# What you will do
Return the material exactly. Every line must stay as it is.

# Exercise inputs
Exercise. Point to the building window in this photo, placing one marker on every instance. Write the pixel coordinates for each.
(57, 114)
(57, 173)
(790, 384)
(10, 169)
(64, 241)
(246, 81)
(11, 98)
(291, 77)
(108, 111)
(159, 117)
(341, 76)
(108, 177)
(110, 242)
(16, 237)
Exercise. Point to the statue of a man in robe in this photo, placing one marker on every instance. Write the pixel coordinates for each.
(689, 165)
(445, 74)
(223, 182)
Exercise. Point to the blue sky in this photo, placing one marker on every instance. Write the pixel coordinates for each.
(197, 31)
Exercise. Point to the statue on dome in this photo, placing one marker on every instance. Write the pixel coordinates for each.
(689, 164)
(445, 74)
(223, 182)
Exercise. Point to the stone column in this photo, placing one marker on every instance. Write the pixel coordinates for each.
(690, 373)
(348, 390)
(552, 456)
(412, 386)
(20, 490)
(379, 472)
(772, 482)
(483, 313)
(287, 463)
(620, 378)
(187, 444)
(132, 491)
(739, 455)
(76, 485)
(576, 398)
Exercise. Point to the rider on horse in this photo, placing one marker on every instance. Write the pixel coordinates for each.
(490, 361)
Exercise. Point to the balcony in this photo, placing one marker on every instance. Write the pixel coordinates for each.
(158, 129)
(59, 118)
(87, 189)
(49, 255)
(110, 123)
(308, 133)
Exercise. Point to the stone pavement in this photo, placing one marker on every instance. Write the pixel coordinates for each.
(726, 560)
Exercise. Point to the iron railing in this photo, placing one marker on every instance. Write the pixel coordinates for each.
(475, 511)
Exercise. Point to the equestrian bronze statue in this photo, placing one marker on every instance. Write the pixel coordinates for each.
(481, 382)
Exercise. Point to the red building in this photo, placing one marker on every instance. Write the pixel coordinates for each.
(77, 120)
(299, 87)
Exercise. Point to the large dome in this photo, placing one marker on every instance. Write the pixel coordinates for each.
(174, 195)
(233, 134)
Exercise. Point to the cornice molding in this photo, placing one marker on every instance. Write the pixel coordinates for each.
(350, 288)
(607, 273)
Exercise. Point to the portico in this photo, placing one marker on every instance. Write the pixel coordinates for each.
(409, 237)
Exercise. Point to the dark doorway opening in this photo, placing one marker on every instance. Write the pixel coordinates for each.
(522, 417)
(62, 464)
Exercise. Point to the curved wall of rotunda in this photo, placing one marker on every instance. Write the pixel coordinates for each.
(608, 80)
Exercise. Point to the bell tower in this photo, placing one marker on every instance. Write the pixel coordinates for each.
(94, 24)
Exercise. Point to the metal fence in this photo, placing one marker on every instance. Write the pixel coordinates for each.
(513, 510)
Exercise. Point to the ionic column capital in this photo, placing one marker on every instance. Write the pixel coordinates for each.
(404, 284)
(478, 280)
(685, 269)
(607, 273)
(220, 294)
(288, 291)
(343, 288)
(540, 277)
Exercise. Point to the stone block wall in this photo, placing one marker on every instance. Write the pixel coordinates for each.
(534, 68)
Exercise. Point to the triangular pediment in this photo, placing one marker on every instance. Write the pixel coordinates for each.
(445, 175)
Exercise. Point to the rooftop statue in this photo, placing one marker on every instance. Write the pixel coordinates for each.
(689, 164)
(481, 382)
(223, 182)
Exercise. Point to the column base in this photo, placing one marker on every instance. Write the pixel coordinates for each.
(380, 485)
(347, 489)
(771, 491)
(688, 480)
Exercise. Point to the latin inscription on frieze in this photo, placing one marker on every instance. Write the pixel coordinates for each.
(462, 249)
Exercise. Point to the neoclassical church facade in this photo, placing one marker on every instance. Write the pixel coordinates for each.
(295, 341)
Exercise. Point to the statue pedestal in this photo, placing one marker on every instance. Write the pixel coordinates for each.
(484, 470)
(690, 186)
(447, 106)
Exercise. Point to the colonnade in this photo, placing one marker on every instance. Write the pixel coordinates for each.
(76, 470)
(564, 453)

# Your response
Exercise. Point to the building window in this photo, placing one marker on every instance. Write the pixel coordinates for each.
(57, 114)
(57, 173)
(790, 384)
(10, 169)
(64, 241)
(246, 81)
(11, 98)
(291, 77)
(108, 111)
(159, 117)
(341, 76)
(108, 177)
(110, 242)
(16, 237)
Exercise. Point to the statue of a man in robe in this photo, placing one marker on every instance. Write the pixel coordinates for each.
(689, 165)
(445, 74)
(223, 182)
Exercise. Point to the blue sky in this photo, placing one marker on every instance. Write the pixel coordinates for each.
(197, 31)
Exercise. Point to the statue on dome in this photo, placing one marker on every instance. Write the pixel coordinates for each.
(689, 164)
(445, 74)
(223, 182)
Exercise. Point to the stone column in this photo, placing one marker on every instance. Write the pixel coordinates for each.
(690, 373)
(348, 390)
(552, 456)
(412, 386)
(20, 490)
(379, 472)
(772, 482)
(483, 313)
(287, 463)
(620, 378)
(187, 444)
(132, 491)
(739, 455)
(76, 485)
(576, 398)
Exercise. Point to the rider on horse in this photo, placing one marker on every instance. Write the pixel coordinates for each.
(490, 361)
Exercise. Point to the balcony in this photo, placing one marker on every instance. Write the pixel coordinates for each.
(158, 129)
(59, 118)
(87, 189)
(49, 255)
(110, 123)
(308, 133)
Exercise. Point to the stone pavement in this photo, placing one marker on every instance. Write the pixel coordinates for each.
(726, 560)
Exercise. Point to the iron railing in this photo, placing one marker on every instance. Write the pixel coordinates for each.
(475, 511)
Exercise. Point to the equestrian bronze statue in this photo, placing one marker on every instance. Write the pixel coordinates for each.
(481, 382)
Exercise. Point to the red building in this photo, placing one marker on every instance. Write the pixel coordinates for each.
(77, 120)
(299, 87)
Exercise. Point to the large dome in this photo, placing one marker on every instance. Write the pixel coordinates for each.
(174, 195)
(233, 134)
Exercise. Point to the cornice molding in this photo, placing one marker on every instance. Write the pixel coordinates for each.
(350, 288)
(607, 273)
Exercise. Point to the portico in this photo, placing one marker on every instance. Write the pixel coordinates for each.
(409, 237)
Exercise. Point to the dark doorway opening in this photo, placing one marker on every instance. Write the pixel coordinates for each.
(522, 417)
(62, 464)
Exercise. Point to the curved wall of rotunda in this photo, placing one marker on every instance. Write the pixel coordinates for each.
(608, 80)
Exercise. Point to the bell tower in this photo, placing one marker on every instance. Write the pixel coordinates for each.
(94, 24)
Exercise. Point to the metal fence in this photo, placing one marker on every instance. Write the pixel coordinates for each.
(513, 510)
Exercise. Point to the ionic column capital in this photo, placing one marker on every instance. Write the pixel coordinates for each.
(404, 284)
(478, 280)
(685, 269)
(607, 273)
(220, 294)
(288, 291)
(343, 288)
(540, 277)
Exercise. Point to the stone block wall in this photo, placing one marker on every instance. Write the pixel coordinates for each.
(534, 68)
Exercise. Point to the triangular pediment in this photo, placing one marker on every instance. Write the pixel coordinates for each.
(445, 175)
Exercise. Point to the rooftop statue in this photo, placing one marker on every instance. Write the pixel coordinates for each.
(689, 164)
(481, 382)
(223, 182)
Exercise. Point to the column base in this photo, placing one marker on every instance. Write the pixel coordinates for each.
(380, 485)
(347, 489)
(771, 491)
(688, 480)
Exercise. Point to the latin inscription on frieze in this photo, placing one marker on every instance. Write the pixel coordinates for each.
(462, 249)
Exercise. Point to the neoclassical church facade in this photo, placing one marker on every instance. Write the pixel coordinates for each.
(295, 341)
Exercise. Point to the statue pedestal in this photo, placing one marker on every instance. Write the pixel coordinates for each.
(484, 470)
(690, 186)
(447, 106)
Exercise. Point to the colonnade in this photo, placing one marker on every instance. Write the pixel coordinates for each.
(76, 470)
(564, 453)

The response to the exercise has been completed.